*Goal*:
Write the next part of the forum thread on the Cleveland Launcher 460 offset driver, picking up right after its final line.

# Cleveland launcher offset 460



## Rebel 105 (Apr 17, 2007)

Rite, probably going to get a cleveland launcher 460 offset in the next month. 

Cleveland Mens Launcher Driver Offset (2006) - Onlinegolf

I do sometimes fade the ball so offset would be good

also is this a regular driver not a draw driver?

anyone used this? good points, bad points???

thanks


----------



## cbwheeler (Apr 9, 2007)

Puke. I'm not a fan of offsets on drivers. What an offset does is moves the center of gravity a bit further back from the shaft, allowing for a slightly higher launch angle, which will reduce sidespin. It also moves the face back slightly, giving the club more time to become square.

If you've got an out to in swing, an offset driver isn't going to do anything for you. If you're not getting the driver square at impact, I'd suggest a shaft flex change or a slight swing change, rather than buying a driver that caters to your flaw.


----------



## white_tiger_137 (Mar 23, 2006)

I don't see the point in buying a club that might 'fix' your slice. You'd be better off actually fixing your slice.


----------



## 300Yards (Jan 23, 2007)

Yeah, no point in taking the bandaid approach...


----------



## Rebel 105 (Apr 17, 2007)

hey guys a dont slice and i'm not looking for any aid for mishaps in swing. I hit it where i aim.

nah i was just thinking of getting the offset because it's £30 cheaper than the other and doesn't affect performance, does it?


----------



## Jack C. (Jul 4, 2007)

*Information shown*:
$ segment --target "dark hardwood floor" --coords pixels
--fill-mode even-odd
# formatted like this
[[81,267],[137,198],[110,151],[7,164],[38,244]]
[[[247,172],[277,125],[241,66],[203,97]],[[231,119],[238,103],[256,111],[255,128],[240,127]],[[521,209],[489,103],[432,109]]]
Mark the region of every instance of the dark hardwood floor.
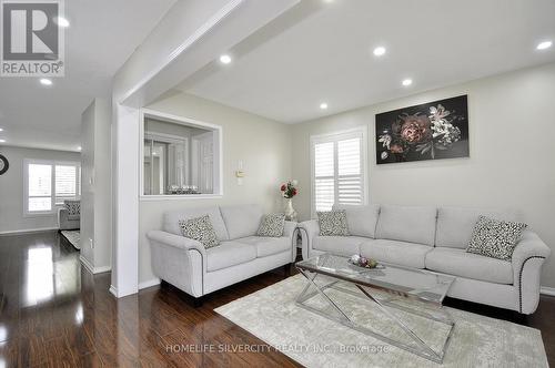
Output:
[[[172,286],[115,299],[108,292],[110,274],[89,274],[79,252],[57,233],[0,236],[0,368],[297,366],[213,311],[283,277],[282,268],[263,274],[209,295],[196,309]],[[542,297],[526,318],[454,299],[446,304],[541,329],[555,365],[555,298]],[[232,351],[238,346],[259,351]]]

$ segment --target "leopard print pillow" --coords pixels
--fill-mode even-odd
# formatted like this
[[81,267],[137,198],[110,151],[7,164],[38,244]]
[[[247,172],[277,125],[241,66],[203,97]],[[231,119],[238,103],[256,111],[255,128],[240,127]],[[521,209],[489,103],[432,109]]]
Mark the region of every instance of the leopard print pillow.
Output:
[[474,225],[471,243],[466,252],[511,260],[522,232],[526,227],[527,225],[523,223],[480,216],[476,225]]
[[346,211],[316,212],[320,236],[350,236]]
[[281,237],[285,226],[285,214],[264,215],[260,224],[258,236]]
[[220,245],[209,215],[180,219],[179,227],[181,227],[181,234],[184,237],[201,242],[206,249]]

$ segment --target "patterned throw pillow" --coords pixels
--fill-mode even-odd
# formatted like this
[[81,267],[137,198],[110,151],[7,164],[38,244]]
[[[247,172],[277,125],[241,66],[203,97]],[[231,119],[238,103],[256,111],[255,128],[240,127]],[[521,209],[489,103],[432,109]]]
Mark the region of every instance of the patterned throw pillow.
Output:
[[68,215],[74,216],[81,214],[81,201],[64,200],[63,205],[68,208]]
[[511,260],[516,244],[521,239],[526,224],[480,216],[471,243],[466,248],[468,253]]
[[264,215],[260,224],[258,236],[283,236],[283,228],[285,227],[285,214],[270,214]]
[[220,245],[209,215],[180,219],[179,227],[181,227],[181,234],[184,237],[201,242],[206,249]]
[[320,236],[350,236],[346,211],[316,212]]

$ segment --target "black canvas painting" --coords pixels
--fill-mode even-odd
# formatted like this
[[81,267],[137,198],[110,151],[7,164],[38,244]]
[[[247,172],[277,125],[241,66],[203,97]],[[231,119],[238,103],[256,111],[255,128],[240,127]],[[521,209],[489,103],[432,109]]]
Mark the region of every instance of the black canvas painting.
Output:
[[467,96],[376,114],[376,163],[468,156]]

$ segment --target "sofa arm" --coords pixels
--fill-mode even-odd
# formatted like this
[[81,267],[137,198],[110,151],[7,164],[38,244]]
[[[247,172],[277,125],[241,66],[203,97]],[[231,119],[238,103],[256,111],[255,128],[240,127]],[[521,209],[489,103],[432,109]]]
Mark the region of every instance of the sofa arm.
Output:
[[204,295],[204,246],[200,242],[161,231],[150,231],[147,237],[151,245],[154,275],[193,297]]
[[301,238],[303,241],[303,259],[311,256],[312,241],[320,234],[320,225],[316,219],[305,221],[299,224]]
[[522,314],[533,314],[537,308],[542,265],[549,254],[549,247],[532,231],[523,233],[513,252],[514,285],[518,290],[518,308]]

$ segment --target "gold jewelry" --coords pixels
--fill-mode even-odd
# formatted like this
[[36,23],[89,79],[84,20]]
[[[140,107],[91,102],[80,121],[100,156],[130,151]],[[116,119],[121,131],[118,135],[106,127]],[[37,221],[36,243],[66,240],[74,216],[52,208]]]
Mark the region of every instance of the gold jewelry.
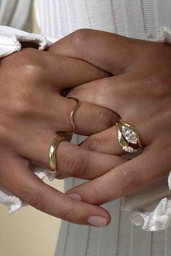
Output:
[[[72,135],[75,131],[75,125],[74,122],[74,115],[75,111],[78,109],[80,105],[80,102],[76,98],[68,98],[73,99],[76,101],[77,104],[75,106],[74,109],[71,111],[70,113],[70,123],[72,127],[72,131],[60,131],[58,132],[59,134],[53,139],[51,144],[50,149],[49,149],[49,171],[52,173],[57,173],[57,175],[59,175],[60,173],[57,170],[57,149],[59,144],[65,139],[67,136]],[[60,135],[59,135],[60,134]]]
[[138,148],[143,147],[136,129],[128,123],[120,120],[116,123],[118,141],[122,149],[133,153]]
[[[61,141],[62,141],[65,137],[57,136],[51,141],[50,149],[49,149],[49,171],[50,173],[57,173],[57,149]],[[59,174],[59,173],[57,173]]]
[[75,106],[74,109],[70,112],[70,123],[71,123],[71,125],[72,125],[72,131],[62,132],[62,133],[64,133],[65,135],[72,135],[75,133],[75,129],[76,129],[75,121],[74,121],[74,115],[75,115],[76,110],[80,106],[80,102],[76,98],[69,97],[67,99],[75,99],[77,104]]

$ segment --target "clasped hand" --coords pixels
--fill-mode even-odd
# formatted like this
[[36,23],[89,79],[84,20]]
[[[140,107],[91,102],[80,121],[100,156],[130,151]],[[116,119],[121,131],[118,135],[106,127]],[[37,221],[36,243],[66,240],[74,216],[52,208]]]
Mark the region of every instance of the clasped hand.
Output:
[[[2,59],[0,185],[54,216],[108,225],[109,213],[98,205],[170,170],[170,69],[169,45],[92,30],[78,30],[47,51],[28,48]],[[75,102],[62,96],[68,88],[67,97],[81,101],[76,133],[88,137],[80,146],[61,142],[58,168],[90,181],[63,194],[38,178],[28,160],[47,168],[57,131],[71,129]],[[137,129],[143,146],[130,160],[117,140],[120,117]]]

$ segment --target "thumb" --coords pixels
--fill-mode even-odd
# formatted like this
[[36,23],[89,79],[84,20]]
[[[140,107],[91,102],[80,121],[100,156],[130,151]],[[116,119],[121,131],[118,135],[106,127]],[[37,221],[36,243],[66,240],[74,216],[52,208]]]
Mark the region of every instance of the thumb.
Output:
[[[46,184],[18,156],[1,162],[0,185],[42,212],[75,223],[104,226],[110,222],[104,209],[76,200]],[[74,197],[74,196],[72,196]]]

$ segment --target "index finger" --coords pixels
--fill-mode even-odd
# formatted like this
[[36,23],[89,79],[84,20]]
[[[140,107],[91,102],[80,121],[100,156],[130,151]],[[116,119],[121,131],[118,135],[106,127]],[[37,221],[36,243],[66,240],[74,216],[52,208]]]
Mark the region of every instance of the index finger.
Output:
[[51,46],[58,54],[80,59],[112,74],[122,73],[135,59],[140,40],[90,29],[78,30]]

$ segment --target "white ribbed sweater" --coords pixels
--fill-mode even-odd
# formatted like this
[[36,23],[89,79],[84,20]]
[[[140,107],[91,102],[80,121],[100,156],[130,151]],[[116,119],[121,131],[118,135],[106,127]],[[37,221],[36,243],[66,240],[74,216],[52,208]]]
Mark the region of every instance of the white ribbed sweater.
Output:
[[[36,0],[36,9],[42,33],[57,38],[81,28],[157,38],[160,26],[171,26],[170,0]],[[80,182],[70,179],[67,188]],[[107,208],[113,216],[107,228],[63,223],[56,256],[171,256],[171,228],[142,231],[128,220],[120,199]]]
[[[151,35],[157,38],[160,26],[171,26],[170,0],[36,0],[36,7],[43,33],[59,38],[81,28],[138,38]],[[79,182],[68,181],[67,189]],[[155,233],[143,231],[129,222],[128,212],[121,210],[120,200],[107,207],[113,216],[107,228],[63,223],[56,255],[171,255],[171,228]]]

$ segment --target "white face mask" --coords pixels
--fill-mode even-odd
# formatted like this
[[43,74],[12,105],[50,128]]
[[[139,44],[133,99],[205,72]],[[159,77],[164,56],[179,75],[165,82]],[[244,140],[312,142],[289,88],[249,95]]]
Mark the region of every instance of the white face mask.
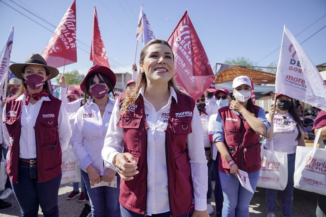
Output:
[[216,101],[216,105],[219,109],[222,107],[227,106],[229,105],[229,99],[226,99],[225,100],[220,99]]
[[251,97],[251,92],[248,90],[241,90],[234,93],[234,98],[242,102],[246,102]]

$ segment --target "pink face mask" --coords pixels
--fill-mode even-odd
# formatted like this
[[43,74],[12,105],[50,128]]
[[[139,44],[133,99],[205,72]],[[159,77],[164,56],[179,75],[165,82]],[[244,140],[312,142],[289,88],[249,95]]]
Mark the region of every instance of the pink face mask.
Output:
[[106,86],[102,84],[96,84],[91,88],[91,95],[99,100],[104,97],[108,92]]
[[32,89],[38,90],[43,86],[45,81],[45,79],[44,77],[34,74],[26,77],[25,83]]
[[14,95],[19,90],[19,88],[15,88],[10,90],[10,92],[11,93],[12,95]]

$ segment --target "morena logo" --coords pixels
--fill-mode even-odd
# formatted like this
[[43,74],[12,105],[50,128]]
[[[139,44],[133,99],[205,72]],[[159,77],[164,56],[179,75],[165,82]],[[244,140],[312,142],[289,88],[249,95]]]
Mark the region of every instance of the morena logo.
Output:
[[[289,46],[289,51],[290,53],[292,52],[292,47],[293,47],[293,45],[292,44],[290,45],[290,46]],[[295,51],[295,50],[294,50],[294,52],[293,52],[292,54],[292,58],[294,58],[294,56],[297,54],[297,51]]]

*Result*:
I don't buy the "catering to your swing flaw" argument (in the nicest way possible of course  ). Everybody plays cavity-backed irons and 460cc drivers because they are more forgiving. Isn't that catering to your swing flaws? We could all go back to 250cc drivers and just work on not mis-hitting it so often. Plenty of pros play hybrids, yet Jack Nicklaus will tell you you can't work the ball nearly as well with a hybrid as you can with a 1 or 2 iron. Why don't those pros just learn to hit their long irons better instead of buying clubs that cater to their swing flaws? Plenty of other pros use drivers with moveable weights - how much you wanna bet those weights aren't chosen to reduce their tendency to miss it in one direction or the other? Tiger Woods had a piece of lead tape stuck on the back of his putter the other day - why didn't he just fix his stroke instead of modifying his club to cater to his swing flaw?


----------



## white_tiger_137 (Mar 23, 2006)

Is your current driver offset? If so, you must be taking at least a fade swing to hit it straight. And Jack, there are things that you can do with a 460 cc driver that would simply not be possible with anything made 15 years ago.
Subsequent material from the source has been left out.